[Passage shown]
— START —
A Look at Naiad

Just as our planet is split between water and land, so the world of computation seems split between batch and stream. Data can either be processed with high throughput in the land of batch or at low latency in the realm of stream. For the implementation of any data-driven application the system architect must opt for a solution offering the semantics of one or the other computation model. Unless, of course, you opt for a solution based on Naiad – or so the paper Naiad: A Timely Dataflow System claims. Published by Microsoft Research Silicon Valley in 2013, it won best paper award at SOSP 2013 and was quite an insightful read even six years later. Naiad is not the kind of paper whose implementation as-described became particularly popular, but rather it’s the kind of paper whose ideas influenced many other systems that are state of the art today. TensorFlow, still the behemoth of machine learning libraries today, is an example of a system influenced by Naiad (two authors of the Naiad paper are also authors of the original TensorFlow paper).

The paper describes a computation model called timely dataflow that can support batch, streaming and iterative workloads. The authors start from first principles and define the constraints that a system and the data processed by that system would have to follow to allow such heterogenous computation. Given the theoretical description of this model, they present a real, working implementation of a system called Naiad that realizes it. In the next few paragraphs I will try to condense the paper and explain it in my own words. I’ll expand on some parts where blog posts and other supplementary information helped clarify what was in the paper.

Timely Dataflow

The computational model that underpins Naiad is called timely dataflow and is based on a directed, possibly cyclic graph. Vertices in this graph represent stateful operations on data and communicate with each other along directed edges. An external data producer provides timestamped input messages to the timely dataflow graph and an external source consumes output messages from it.

Timestamps

Messages sent across the dataflow graph are logically timestamped. Logical here means that the timestamp does not represent an actual point in time (like a UNIX timestamp) but instead indicates a particular stage during data processing. For now, we can say that this logical timestamp is an epoch counter that the input source to the timely dataflow graph must provide. The input source must also tell the timely dataflow graph when no more messages for a particular epoch will be sent (when the epoch is complete). If we’re running a batch workload, this would be a counter for the specific batch of data we are processing. This timestamp is preserved in the final output of the graph. The entire purpose of the system managing the timely dataflow graph is to transport data through the graph and propagate completeness of an epoch.
— END —
Data listing:
— START —
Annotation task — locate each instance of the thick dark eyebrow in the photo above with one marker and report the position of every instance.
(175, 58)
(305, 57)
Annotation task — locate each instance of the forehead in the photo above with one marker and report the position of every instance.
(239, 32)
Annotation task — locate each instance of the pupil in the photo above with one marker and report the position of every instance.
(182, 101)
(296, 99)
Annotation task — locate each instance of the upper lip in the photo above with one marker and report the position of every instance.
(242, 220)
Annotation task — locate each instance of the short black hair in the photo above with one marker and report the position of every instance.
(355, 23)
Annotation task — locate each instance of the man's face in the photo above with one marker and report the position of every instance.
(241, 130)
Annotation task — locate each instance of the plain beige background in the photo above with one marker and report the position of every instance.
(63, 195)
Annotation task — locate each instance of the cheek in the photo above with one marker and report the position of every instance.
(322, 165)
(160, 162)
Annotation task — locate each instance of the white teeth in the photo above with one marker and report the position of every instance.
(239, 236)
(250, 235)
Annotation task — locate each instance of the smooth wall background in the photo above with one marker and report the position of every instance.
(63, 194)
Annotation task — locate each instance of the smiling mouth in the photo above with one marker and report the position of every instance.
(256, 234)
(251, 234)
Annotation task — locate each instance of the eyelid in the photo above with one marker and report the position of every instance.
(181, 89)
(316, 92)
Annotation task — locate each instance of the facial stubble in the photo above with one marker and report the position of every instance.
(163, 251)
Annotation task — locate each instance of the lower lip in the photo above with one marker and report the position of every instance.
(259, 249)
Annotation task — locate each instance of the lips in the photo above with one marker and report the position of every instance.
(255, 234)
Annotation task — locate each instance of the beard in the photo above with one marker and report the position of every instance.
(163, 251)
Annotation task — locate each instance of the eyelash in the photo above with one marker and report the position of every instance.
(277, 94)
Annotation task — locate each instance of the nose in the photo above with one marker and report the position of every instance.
— END —
[Given task 1] Based on the article on Naiad, decide whether each statement agrees with it: (a) the Naiad paper was published by Microsoft Research Silicon Valley in 2014; (b) vertices in the timely dataflow graph represent stateful operations; (c) the logical timestamp marks an actual point in time, like a UNIX timestamp. Answer yes or no for each and quote the words of the article that decide it.
[Given task 2] Name every kind of workload that the article on Naiad says timely dataflow can support.
[Given task 3] Write the next part of the article on Naiad, beginning after its last sentence.

[Expected answer 1]
(a) No: "Published by Microsoft Research Silicon Valley in 2013"
(b) Yes: "Vertices in this graph represent stateful operations on data"
(c) No: "the timestamp does not represent an actual point in time (like a UNIX timestamp)"

[Expected answer 2] Batch, streaming, iterative

[Expected answer 3]
Saying that a logical timestamp is only an epoch counter is not the full truth. Timely dataflow graphs are allowed to have cycles, which represent loops or feedback in the computation (useful for iterative workloads). If we observe a message just left a cycle, how do we know how often it looped through it? This information is required to further identify the progress a message has made through the graph and thus it is also embedded in the logical timestamp. A timestamp is thus really a tuple (e, <c_0, ..., c_k>) where e is the “user-provided” epoch counter and <c_0, ..., c_k> a list of loop counters. It is a list because cycles may be nested. The list is empty when the message enters the timely dataflow graph and upon entering a cycle, a new counter set to zero is added to the list. Each time a message loops through a cycle, this counter is incremented. If a message enters three cycles in a row and makes two rounds of progress in the last cycle, this would be represented by the list <0, 0, 2>. When a message leaves a loop, the counter for that particular loop is removed.

Notice that the timestamp alone does not yet uniquely identify the position of a message in every timely dataflow graph. If there are two (unnested) loops in a graph, a message will have the same timestamp whenever it is outside of a loop (just the epoch counter). To really pinpoint the progress of a message through the graph there are pointstamps. A pointstamp is the combination of a timestamp and a vertex. Every message has a pointstamp associated with it at any given moment in its journey through the timely dataflow graph.

Timestamps have a partial order imposed on them which states that for two timestamps t_1 = (e_1, c_1) and t_2 = (e_2, c_2), t_1 <= t_2 if both e_1 <= e_2 and c_1 <= c_2, where the loop counters are compared in order (lexicographically).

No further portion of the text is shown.